Start Record extracts
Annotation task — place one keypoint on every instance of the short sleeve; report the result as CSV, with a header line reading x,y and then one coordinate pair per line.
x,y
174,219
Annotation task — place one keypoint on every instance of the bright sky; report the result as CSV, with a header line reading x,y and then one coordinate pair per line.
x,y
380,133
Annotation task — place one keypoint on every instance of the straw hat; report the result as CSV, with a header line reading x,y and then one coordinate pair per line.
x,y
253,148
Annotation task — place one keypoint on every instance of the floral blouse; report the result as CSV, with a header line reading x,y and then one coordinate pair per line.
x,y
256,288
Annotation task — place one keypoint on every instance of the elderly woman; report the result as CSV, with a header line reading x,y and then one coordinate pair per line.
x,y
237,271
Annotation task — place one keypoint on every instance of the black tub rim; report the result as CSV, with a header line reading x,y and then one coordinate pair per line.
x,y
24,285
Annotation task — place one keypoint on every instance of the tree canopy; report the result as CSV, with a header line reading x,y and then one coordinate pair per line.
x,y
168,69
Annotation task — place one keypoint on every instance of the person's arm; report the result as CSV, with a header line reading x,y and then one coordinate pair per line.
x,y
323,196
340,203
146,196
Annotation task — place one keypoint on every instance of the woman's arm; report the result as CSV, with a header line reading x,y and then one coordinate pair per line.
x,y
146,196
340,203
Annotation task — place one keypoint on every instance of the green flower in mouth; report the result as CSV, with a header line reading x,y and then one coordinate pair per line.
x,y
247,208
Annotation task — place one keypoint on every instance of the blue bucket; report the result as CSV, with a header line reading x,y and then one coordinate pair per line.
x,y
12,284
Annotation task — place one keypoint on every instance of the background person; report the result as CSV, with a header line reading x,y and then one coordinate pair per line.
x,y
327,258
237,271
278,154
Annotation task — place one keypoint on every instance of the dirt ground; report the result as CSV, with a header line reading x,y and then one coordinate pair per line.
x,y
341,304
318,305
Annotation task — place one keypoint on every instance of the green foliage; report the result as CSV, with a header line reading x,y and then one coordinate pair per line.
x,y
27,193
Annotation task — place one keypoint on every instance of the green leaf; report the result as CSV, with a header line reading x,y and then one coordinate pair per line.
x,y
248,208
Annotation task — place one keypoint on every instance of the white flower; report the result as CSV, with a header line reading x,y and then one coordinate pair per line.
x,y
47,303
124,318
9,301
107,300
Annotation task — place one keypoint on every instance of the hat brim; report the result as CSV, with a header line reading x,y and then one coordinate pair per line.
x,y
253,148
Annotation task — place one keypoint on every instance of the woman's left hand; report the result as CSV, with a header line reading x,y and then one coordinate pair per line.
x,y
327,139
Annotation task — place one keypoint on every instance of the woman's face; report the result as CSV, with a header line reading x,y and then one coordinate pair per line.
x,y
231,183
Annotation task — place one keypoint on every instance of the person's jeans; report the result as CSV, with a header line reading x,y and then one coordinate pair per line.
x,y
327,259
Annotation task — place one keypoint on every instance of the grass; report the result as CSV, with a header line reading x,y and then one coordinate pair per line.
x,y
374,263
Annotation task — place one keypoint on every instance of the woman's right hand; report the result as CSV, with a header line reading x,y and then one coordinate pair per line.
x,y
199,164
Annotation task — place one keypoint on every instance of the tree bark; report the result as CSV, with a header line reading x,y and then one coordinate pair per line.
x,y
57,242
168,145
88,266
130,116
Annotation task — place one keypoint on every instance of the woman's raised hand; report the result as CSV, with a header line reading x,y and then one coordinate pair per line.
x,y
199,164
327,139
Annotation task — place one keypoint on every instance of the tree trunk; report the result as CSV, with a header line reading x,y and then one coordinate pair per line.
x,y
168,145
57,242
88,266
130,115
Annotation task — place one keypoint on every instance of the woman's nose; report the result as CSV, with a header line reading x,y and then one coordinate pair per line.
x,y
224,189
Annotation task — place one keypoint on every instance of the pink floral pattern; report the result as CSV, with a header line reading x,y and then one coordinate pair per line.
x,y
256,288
End Record extracts
Start Record extracts
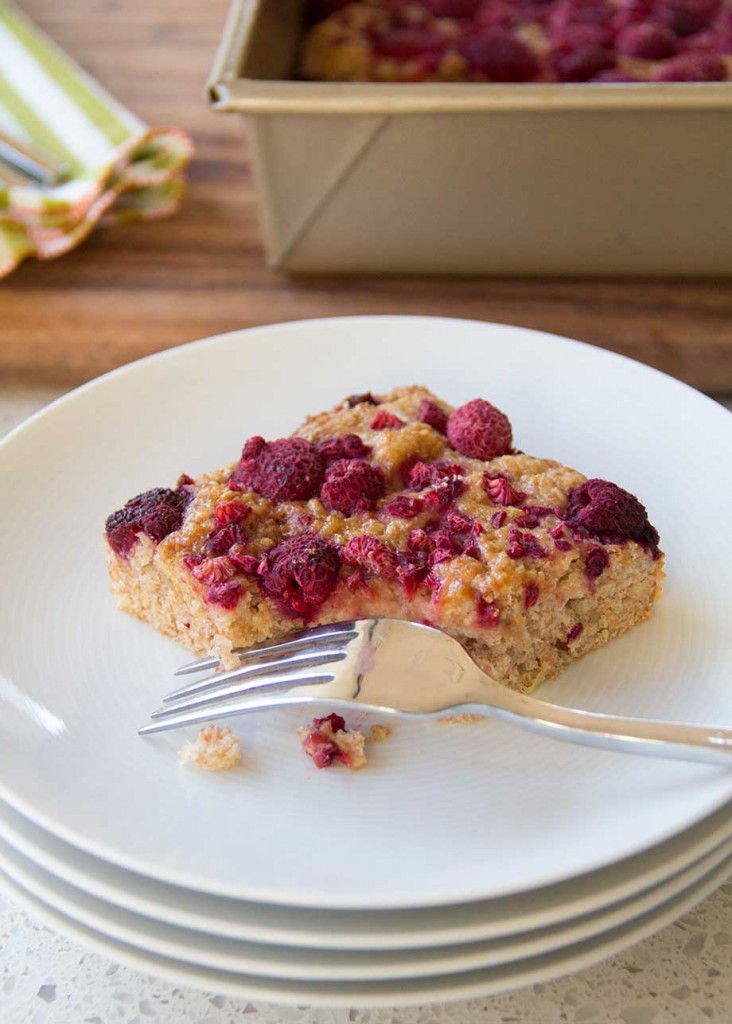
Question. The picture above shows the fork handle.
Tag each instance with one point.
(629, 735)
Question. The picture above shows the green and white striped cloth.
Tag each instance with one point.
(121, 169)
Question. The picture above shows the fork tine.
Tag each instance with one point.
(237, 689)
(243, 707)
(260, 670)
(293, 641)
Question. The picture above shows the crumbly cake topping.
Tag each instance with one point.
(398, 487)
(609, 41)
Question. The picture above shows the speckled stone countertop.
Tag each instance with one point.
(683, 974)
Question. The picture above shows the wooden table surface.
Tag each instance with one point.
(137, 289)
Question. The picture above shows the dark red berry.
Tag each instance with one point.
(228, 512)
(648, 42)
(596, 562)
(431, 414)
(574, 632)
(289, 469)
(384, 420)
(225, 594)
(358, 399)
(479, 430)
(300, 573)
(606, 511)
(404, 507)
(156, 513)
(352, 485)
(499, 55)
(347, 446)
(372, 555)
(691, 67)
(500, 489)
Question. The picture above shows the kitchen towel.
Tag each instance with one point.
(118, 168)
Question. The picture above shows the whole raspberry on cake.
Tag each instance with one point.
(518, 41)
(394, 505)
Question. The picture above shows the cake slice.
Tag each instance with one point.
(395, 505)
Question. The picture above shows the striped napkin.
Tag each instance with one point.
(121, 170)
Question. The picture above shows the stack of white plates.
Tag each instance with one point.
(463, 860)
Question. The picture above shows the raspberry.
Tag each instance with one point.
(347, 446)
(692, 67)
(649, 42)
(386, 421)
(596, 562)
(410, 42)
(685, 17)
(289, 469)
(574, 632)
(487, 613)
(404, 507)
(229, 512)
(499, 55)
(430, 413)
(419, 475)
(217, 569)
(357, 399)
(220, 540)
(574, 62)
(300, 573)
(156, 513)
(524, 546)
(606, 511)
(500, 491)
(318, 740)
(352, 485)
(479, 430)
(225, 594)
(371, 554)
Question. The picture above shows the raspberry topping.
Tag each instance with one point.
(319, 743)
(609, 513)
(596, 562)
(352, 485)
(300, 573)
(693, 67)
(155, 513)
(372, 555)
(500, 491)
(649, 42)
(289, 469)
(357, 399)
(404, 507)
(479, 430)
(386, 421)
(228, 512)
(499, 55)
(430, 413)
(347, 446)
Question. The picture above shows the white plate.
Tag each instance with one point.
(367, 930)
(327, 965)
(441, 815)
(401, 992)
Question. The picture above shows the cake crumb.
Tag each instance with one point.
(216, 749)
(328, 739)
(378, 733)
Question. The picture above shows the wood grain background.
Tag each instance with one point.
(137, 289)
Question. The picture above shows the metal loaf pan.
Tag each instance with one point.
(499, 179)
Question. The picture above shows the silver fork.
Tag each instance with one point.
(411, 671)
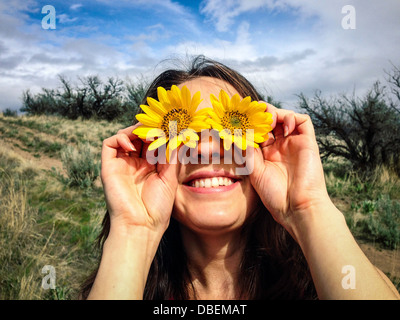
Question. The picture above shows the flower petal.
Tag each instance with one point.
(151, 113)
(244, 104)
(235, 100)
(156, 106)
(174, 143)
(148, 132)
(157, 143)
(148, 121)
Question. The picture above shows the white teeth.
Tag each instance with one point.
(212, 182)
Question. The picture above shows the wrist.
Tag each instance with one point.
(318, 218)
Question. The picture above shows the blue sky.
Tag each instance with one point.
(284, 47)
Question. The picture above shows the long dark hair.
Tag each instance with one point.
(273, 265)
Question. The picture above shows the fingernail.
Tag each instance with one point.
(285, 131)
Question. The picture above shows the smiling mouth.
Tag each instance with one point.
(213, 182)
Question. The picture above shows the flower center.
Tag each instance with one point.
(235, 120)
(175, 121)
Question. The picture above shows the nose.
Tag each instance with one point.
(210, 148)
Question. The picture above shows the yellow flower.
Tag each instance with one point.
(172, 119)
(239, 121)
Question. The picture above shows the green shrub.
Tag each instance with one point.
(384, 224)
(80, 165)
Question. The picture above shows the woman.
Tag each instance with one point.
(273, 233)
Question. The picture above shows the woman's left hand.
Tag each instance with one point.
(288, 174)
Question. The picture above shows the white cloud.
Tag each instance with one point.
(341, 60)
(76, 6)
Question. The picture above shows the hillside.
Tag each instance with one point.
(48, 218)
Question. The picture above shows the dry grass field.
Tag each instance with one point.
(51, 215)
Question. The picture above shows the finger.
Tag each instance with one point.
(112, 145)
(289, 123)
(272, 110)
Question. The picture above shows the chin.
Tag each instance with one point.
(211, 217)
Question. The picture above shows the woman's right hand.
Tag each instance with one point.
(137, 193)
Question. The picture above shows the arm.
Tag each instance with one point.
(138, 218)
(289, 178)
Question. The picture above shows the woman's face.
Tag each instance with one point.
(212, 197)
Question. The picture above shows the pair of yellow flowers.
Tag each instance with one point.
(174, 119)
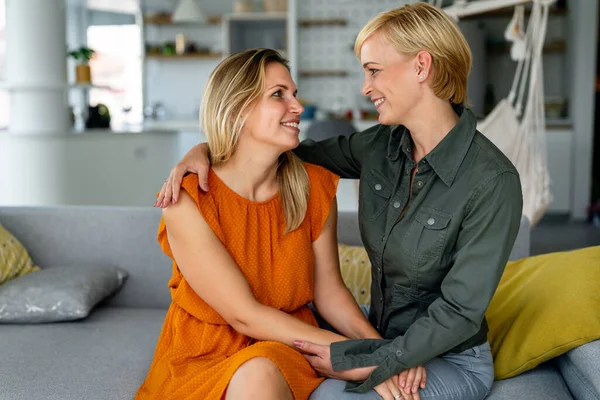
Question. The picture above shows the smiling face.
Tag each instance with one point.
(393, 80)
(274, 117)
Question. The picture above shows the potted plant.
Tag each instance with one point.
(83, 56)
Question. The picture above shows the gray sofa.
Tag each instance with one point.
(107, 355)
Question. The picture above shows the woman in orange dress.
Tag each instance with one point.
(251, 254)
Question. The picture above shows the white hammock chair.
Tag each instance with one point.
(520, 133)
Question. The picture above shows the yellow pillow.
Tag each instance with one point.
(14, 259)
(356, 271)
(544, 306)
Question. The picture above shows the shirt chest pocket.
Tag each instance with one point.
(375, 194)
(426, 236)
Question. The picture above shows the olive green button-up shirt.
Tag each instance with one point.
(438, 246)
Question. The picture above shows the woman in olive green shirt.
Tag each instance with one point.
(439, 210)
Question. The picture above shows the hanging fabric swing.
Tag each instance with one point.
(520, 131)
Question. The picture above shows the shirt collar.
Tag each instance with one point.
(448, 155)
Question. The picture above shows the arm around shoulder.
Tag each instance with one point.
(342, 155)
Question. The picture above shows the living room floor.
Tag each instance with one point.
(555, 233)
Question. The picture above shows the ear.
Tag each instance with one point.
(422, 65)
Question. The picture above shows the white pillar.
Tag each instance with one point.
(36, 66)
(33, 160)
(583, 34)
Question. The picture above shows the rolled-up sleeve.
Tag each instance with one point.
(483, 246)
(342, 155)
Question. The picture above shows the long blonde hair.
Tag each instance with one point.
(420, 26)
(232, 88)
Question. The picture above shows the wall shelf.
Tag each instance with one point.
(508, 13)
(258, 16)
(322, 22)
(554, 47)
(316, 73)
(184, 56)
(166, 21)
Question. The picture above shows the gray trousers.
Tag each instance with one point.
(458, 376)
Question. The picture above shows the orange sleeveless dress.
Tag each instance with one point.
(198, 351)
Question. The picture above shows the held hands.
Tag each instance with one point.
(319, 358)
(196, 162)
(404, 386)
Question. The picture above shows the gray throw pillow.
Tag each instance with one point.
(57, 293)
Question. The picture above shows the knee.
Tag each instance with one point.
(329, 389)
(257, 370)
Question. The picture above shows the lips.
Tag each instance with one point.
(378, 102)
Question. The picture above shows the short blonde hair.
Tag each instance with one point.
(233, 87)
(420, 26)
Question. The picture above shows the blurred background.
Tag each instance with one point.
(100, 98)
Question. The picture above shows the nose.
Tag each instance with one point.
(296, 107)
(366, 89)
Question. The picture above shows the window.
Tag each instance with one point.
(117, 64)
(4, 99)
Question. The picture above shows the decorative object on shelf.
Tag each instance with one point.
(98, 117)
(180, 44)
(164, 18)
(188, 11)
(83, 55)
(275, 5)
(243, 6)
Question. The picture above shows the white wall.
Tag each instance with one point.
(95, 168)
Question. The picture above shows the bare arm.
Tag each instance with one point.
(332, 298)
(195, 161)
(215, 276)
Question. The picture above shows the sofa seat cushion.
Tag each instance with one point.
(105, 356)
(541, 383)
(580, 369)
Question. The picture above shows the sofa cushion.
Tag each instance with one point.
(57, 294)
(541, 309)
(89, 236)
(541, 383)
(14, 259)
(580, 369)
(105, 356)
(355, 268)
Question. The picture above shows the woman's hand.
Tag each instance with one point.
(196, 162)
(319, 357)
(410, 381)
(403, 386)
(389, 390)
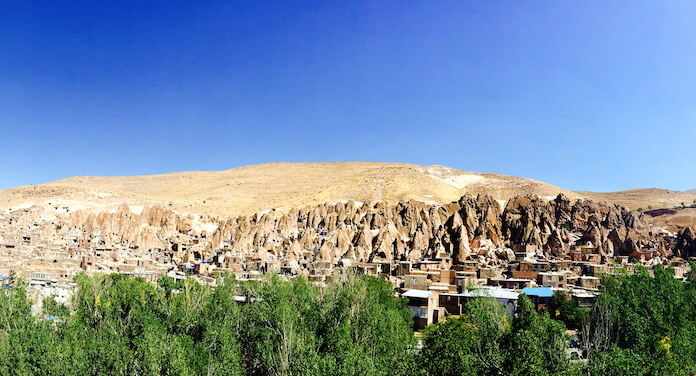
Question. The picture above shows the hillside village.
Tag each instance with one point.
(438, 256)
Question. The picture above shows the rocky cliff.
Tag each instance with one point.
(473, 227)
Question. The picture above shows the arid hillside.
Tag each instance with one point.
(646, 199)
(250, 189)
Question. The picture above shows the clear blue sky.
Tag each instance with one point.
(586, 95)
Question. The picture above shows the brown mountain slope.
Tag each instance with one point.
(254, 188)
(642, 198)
End Record extracts
# [Direction]
Pick out every line of the items above that contains the word "orange", and copy each one. Case counts.

# [Solution to this exercise]
Question. The picture above shows the woman in orange dress.
Question. The picture above shows the orange sleeveless dress.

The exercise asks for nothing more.